» **What this exercise asks**:
a) Reproduce the passage on card game design word for word, everything from "We know it when" down to "create these feelings.".
b) Transcribe the records word for word, everything from the line containing "Keypoint placement rule: for each instance of the bird's long" down to the last line of the records, with both ends included.

» **Excerpted passage**:

-- Start --

But inevitably, every system can be pushed to failure.

If adaptation is the foundational pillar of the game, and oscillating actions maximizes the opportunity for each player to adapt most effectively, then it becomes clear where problems in development will arise. Cards and effects should rarely, if ever, remove the opportunity for an opponent to respond.

We know it when we see it for the first time. My opponent plays two Ambush upgrades on Rey and proceeds to take three uninterrupted actions. My opponent rolls ten damage in with Jango and immediately resolves. It is the only time in the game when we feel out of control, when things feel “unfair”.

That discomfort, that intuitive sense of “that doesn’t really work that way, does it?” arises when interactions fall outside of our expectations – expectations set by reading the rules, playing Starter games, and reading marketing copy. When those feelings arise, a game has delivered an experience contrary to what was promised. Cards that disrupt the natural 1-to-1 trade of actions, and so remove the ability for adaptation, create these feelings.

Take our above example with Feel Your Anger and remove the response opportunity. I have Feel Your Anger in hand. My opponent rolls three dice. One of them is blank. My opponent rerolls the blank. I can use Feel Your Anger to remove one of the three dice. I can discard Feel Your Anger to reroll my own dice. I can save Feel Your Anger until my opponent rolls in more dice, knowing that I risk that my opponent could reroll their blank instead.  That decision tree is so much less robust.

I will admit that sometimes these kinds of shakeups can be positive. Challenging players to think outside of traditional expectations often leads to exciting new lines of play. Having characters that function outside of our expectations is the easiest way to make them feel memorable and unique. If balanced correctly, cards that limit the ability for an opponent to respond are reasonable additions to the game. Ambush mostly (if not fully) accomplished this right out of the core rules (more below).

With this in mind, I have compiled a list of cards that function outside of Destiny’s foundational adaptation principle, and offered up errata that attempts to fix them in the least destructive way. If I could implement all of these changes tomorrow, I would.

-- End --

(Pointing and labeling entries)
-- Start --

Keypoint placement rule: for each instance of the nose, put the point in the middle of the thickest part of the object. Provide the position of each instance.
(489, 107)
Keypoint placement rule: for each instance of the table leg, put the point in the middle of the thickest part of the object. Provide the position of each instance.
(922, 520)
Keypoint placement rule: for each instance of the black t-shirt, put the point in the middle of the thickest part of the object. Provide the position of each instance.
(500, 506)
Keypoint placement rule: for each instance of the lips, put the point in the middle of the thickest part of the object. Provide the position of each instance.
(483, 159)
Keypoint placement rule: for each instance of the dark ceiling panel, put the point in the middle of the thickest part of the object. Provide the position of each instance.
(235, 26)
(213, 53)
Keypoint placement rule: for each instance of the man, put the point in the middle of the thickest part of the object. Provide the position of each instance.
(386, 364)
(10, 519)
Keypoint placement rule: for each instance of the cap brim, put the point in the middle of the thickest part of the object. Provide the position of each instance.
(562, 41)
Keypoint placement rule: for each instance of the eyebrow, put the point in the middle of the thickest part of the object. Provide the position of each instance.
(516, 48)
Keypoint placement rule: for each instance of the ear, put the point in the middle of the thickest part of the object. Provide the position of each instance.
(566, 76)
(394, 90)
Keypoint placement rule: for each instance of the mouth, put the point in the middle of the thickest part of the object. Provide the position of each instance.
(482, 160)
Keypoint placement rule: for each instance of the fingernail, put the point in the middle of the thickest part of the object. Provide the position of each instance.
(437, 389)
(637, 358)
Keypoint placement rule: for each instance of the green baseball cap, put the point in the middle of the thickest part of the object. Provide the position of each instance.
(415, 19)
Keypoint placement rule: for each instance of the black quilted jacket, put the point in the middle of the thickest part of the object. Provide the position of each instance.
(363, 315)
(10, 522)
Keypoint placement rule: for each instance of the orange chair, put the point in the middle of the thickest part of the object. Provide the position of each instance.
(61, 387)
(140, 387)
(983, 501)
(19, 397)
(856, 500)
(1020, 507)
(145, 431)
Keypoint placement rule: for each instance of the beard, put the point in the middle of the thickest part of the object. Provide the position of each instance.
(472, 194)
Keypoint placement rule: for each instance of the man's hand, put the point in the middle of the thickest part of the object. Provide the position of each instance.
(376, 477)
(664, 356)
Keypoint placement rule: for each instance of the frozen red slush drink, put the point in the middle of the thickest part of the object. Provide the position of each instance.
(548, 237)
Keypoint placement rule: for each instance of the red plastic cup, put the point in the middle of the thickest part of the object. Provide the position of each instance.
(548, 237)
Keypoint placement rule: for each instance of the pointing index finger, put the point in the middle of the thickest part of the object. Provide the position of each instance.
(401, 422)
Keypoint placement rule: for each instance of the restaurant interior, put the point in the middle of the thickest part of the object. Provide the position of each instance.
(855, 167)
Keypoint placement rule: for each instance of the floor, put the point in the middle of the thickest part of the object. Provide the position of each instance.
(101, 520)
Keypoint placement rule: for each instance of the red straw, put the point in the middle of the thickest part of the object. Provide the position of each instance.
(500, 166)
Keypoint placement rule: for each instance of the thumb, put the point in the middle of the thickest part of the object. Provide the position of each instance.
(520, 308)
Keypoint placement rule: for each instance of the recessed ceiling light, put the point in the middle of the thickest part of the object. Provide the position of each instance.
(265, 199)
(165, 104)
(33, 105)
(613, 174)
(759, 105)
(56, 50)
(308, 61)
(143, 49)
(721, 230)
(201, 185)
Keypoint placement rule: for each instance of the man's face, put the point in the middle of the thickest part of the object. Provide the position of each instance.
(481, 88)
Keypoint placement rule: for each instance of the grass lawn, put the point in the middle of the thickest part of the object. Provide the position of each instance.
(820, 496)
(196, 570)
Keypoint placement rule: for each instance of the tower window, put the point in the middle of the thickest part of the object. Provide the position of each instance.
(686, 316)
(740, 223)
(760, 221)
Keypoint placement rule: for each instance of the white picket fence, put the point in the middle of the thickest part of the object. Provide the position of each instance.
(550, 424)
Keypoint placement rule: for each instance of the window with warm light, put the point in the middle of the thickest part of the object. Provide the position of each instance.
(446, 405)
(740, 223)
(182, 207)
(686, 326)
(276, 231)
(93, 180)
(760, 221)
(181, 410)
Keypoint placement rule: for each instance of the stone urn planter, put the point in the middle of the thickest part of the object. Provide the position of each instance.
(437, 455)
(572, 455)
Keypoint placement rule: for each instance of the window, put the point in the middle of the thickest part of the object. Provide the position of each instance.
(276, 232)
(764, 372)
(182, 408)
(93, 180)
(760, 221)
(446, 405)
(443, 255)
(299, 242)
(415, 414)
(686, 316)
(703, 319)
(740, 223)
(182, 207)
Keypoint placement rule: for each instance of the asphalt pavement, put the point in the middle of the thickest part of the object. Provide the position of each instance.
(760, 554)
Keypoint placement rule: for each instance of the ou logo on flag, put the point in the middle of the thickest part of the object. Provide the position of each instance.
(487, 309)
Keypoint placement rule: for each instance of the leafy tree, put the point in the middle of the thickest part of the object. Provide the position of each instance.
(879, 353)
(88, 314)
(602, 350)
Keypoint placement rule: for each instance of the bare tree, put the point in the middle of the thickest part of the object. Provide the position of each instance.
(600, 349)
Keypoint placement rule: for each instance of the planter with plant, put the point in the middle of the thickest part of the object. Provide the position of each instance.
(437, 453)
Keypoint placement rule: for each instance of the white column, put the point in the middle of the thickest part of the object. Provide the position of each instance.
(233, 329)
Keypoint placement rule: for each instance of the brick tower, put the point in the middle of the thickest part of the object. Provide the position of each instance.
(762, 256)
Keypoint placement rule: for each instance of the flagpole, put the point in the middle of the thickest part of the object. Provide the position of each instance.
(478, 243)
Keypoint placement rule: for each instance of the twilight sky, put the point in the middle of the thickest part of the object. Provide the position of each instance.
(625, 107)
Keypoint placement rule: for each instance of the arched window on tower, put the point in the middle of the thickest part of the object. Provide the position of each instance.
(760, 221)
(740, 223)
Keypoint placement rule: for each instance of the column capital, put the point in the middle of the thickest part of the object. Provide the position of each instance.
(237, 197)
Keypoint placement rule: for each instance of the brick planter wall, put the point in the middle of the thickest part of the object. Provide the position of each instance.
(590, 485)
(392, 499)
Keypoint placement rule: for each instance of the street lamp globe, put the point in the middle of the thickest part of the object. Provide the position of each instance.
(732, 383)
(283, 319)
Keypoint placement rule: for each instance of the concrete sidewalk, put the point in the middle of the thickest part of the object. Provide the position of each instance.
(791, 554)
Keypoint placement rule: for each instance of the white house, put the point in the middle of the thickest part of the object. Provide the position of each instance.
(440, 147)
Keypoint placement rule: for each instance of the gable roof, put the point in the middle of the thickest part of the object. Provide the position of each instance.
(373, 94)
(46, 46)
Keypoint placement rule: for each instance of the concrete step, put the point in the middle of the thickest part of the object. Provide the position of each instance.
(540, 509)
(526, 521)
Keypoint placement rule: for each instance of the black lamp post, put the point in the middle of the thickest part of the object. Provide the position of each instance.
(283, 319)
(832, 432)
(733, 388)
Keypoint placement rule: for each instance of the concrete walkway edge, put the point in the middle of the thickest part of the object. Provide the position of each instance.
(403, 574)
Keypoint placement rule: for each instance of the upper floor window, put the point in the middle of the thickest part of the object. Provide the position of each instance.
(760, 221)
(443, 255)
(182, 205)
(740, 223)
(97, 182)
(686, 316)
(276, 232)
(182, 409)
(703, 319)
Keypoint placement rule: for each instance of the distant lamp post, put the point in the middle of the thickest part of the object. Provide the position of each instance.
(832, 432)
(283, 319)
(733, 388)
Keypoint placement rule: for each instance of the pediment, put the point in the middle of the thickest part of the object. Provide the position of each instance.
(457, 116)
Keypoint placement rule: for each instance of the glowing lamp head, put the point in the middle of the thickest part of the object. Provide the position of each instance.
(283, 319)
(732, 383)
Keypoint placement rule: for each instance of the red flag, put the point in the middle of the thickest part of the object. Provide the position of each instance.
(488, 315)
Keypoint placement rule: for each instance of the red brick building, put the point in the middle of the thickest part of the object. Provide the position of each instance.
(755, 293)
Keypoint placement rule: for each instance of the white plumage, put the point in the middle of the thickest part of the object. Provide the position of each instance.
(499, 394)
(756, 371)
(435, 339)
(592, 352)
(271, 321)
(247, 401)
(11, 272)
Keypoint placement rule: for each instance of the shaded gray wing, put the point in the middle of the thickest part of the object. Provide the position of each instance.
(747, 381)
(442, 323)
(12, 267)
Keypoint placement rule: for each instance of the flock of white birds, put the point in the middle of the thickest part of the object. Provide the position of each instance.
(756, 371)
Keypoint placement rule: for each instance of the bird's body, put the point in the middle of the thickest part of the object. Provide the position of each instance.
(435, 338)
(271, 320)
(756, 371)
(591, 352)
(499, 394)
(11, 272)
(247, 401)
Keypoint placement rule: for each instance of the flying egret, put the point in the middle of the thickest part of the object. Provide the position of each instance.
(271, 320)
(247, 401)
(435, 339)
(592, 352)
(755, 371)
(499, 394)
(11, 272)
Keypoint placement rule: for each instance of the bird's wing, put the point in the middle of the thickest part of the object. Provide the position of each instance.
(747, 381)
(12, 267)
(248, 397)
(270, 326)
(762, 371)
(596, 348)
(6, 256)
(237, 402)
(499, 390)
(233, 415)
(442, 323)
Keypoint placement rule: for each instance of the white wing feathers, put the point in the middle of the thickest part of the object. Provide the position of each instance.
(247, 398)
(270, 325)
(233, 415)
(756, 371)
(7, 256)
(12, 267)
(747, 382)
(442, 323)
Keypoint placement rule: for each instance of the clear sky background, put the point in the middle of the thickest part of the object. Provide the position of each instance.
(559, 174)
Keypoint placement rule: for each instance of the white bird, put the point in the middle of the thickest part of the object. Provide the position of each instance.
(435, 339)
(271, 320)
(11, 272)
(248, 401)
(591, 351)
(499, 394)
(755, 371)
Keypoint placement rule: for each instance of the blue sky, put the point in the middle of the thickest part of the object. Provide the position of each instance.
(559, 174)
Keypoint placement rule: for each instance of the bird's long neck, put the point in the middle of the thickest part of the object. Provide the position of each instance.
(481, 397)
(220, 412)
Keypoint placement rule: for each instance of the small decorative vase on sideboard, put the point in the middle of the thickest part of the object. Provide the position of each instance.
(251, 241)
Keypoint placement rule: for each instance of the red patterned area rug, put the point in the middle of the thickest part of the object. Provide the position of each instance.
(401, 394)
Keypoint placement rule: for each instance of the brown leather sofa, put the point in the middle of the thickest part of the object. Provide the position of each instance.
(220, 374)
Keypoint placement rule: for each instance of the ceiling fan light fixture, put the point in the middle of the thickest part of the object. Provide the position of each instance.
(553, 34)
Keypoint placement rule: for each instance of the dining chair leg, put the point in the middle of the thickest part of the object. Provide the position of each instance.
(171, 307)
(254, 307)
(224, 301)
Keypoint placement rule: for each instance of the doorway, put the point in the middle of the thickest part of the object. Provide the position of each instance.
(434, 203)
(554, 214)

-- End --

» **Final answers**:
a)
We know it when we see it for the first time. My opponent plays two Ambush upgrades on Rey and proceeds to take three uninterrupted actions. My opponent rolls ten damage in with Jango and immediately resolves. It is the only time in the game when we feel out of control, when things feel “unfair”.

That discomfort, that intuitive sense of “that doesn’t really work that way, does it?” arises when interactions fall outside of our expectations – expectations set by reading the rules, playing Starter games, and reading marketing copy. When those feelings arise, a game has delivered an experience contrary to what was promised. Cards that disrupt the natural 1-to-1 trade of actions, and so remove the ability for adaptation, create these feelings.

b)
Keypoint placement rule: for each instance of the bird's long neck, put the point in the middle of the thickest part of the object. Provide the position of each instance.
(481, 397)
(220, 412)
Keypoint placement rule: for each instance of the small decorative vase on sideboard, put the point in the middle of the thickest part of the object. Provide the position of each instance.
(251, 241)
Keypoint placement rule: for each instance of the red patterned area rug, put the point in the middle of the thickest part of the object. Provide the position of each instance.
(401, 394)
Keypoint placement rule: for each instance of the brown leather sofa, put the point in the middle of the thickest part of the object. Provide the position of each instance.
(220, 374)
Keypoint placement rule: for each instance of the ceiling fan light fixture, put the point in the middle of the thickest part of the object. Provide the position of each instance.
(553, 34)
Keypoint placement rule: for each instance of the dining chair leg, put the point in the middle of the thickest part of the object. Provide the position of each instance.
(171, 307)
(254, 307)
(224, 301)
Keypoint placement rule: for each instance of the doorway, put the point in the middle of the thickest part of the object. Provide the position of each instance.
(434, 203)
(554, 214)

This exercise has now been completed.